··· Items
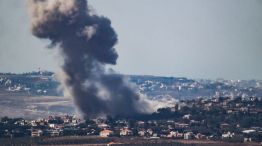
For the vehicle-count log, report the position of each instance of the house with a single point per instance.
(227, 135)
(187, 116)
(175, 134)
(54, 133)
(36, 133)
(200, 136)
(106, 133)
(141, 133)
(189, 135)
(125, 132)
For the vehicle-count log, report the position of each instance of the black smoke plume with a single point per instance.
(86, 42)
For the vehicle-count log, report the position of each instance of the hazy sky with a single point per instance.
(190, 38)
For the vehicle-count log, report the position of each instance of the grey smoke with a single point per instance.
(86, 42)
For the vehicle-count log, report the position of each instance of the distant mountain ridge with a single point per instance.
(155, 87)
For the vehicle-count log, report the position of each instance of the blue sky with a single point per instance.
(195, 39)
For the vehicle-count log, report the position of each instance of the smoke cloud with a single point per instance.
(86, 42)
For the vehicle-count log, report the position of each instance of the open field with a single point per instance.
(113, 141)
(33, 107)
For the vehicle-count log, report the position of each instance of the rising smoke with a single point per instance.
(86, 43)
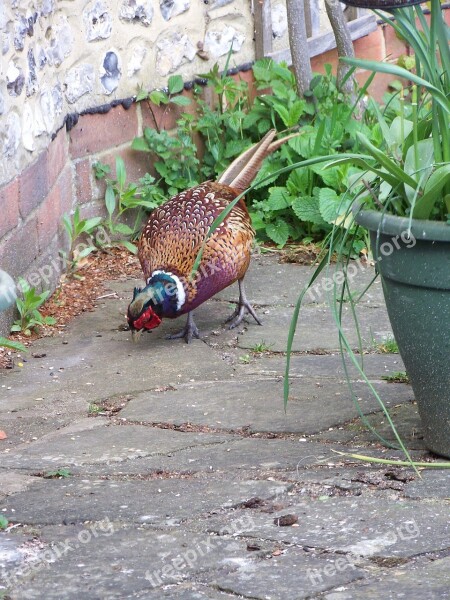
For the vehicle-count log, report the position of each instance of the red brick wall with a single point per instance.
(32, 205)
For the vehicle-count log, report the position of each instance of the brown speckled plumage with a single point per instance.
(175, 232)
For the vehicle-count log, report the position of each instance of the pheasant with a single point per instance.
(173, 236)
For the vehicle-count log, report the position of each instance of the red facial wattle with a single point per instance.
(148, 320)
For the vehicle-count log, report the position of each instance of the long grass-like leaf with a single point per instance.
(397, 71)
(434, 186)
(397, 463)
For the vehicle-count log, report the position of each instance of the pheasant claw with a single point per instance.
(243, 305)
(189, 331)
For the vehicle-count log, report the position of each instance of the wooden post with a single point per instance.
(263, 28)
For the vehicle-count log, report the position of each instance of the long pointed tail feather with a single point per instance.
(245, 167)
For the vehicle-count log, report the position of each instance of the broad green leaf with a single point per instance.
(67, 221)
(432, 193)
(278, 198)
(158, 97)
(175, 84)
(257, 221)
(129, 246)
(399, 175)
(181, 101)
(121, 172)
(283, 114)
(140, 144)
(110, 200)
(235, 147)
(307, 209)
(398, 132)
(141, 95)
(85, 252)
(391, 69)
(298, 182)
(123, 228)
(278, 232)
(295, 112)
(330, 204)
(17, 346)
(90, 224)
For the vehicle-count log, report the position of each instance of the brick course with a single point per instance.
(9, 207)
(33, 185)
(100, 131)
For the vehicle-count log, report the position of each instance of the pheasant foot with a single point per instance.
(243, 306)
(189, 331)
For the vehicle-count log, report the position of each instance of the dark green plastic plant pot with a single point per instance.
(416, 284)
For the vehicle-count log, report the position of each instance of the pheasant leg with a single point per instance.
(242, 306)
(188, 332)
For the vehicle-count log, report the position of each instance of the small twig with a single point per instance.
(107, 296)
(372, 193)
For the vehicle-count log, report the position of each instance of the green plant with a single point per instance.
(301, 205)
(94, 409)
(245, 359)
(175, 86)
(121, 198)
(58, 474)
(76, 227)
(11, 345)
(411, 173)
(388, 346)
(260, 348)
(397, 377)
(30, 317)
······
Given request
Give every line of the material above as a JSON list of strings, one string per line, with blank lines and the pictures left out.

Exercise answer
[
  "For the vehicle-count log, report the position of each instance of the house with a single point per instance.",
  "(227, 135)",
  "(187, 116)",
  "(175, 134)",
  "(54, 133)",
  "(36, 133)",
  "(200, 136)",
  "(106, 133)",
  "(141, 133)",
  "(189, 135)",
  "(125, 132)",
  "For the vehicle-count log, report the position of each instance of the black smoke plume with a single point per instance.",
  "(86, 42)",
  "For the vehicle-count log, report the position of each instance of the hazy sky with a single point per instance.",
  "(190, 38)",
  "For the vehicle-count log, report the position of each instance of the grey smoke with a single point per instance.",
  "(86, 42)",
  "For the vehicle-count log, report the position of each instance of the distant mountain ridge with a single point per instance.",
  "(155, 87)",
  "For the vehicle-count log, report the position of each instance of the blue sky with a single point per instance.",
  "(195, 39)",
  "For the vehicle-count log, report the position of each instance of the smoke cloud with a single point per instance.",
  "(86, 42)",
  "For the vehicle-count log, report the position of each instance of the open field with a single point per instance.",
  "(113, 141)",
  "(33, 107)",
  "For the vehicle-count log, report the position of each instance of the rising smoke with a single point per instance.",
  "(86, 43)",
  "For the vehicle-count log, report the position of each instance of the red brick wall with a single point per instance.",
  "(32, 205)",
  "For the vehicle-count log, report the position of each instance of the brown speckled plumage with a single point per instance.",
  "(175, 232)",
  "For the vehicle-count log, report the position of each instance of the pheasant with a single point per instance.",
  "(173, 236)",
  "For the vehicle-count log, report the position of each instance of the red facial wattle with a single point per instance.",
  "(148, 320)",
  "For the vehicle-count log, report the position of each instance of the long grass-like leaf with a single point per instance.",
  "(397, 71)",
  "(434, 186)",
  "(397, 463)",
  "For the vehicle-count log, report the position of each instance of the pheasant claw with a single point per instance.",
  "(243, 305)",
  "(189, 331)",
  "For the vehicle-count log, report the position of each instance of the wooden post with a single point per instance.",
  "(263, 28)",
  "For the vehicle-count log, report the position of each instance of the long pointed tail feather with a single point per instance.",
  "(245, 167)",
  "For the vehicle-count log, report the position of each instance of the broad green leaf with a single point per instance.",
  "(67, 221)",
  "(432, 193)",
  "(278, 198)",
  "(158, 97)",
  "(175, 84)",
  "(257, 221)",
  "(129, 246)",
  "(399, 175)",
  "(181, 101)",
  "(121, 172)",
  "(283, 114)",
  "(140, 144)",
  "(110, 200)",
  "(235, 147)",
  "(307, 209)",
  "(398, 132)",
  "(141, 95)",
  "(85, 252)",
  "(391, 69)",
  "(298, 182)",
  "(123, 228)",
  "(278, 232)",
  "(295, 112)",
  "(330, 204)",
  "(17, 346)",
  "(90, 224)",
  "For the vehicle-count log, report the position of each instance of the brick course with a single point per instance.",
  "(9, 207)",
  "(33, 185)",
  "(100, 131)",
  "For the vehicle-count log, report the position of each instance of the pheasant foot with a single point per instance.",
  "(243, 306)",
  "(189, 331)",
  "For the vehicle-count log, report the position of each instance of the dark green plastic plant pot with a single point per instance.",
  "(416, 284)",
  "For the vehicle-count log, report the position of each instance of the pheasant leg with a single point per instance.",
  "(242, 306)",
  "(188, 332)",
  "For the vehicle-count log, report the position of each instance of the small twig with a single point per instance.",
  "(107, 296)",
  "(372, 193)",
  "For the vehicle-count log, report the position of each instance of the green plant with a single point per instance.",
  "(301, 205)",
  "(94, 409)",
  "(245, 359)",
  "(175, 86)",
  "(121, 198)",
  "(58, 474)",
  "(76, 227)",
  "(11, 345)",
  "(411, 173)",
  "(388, 346)",
  "(260, 348)",
  "(397, 377)",
  "(30, 317)"
]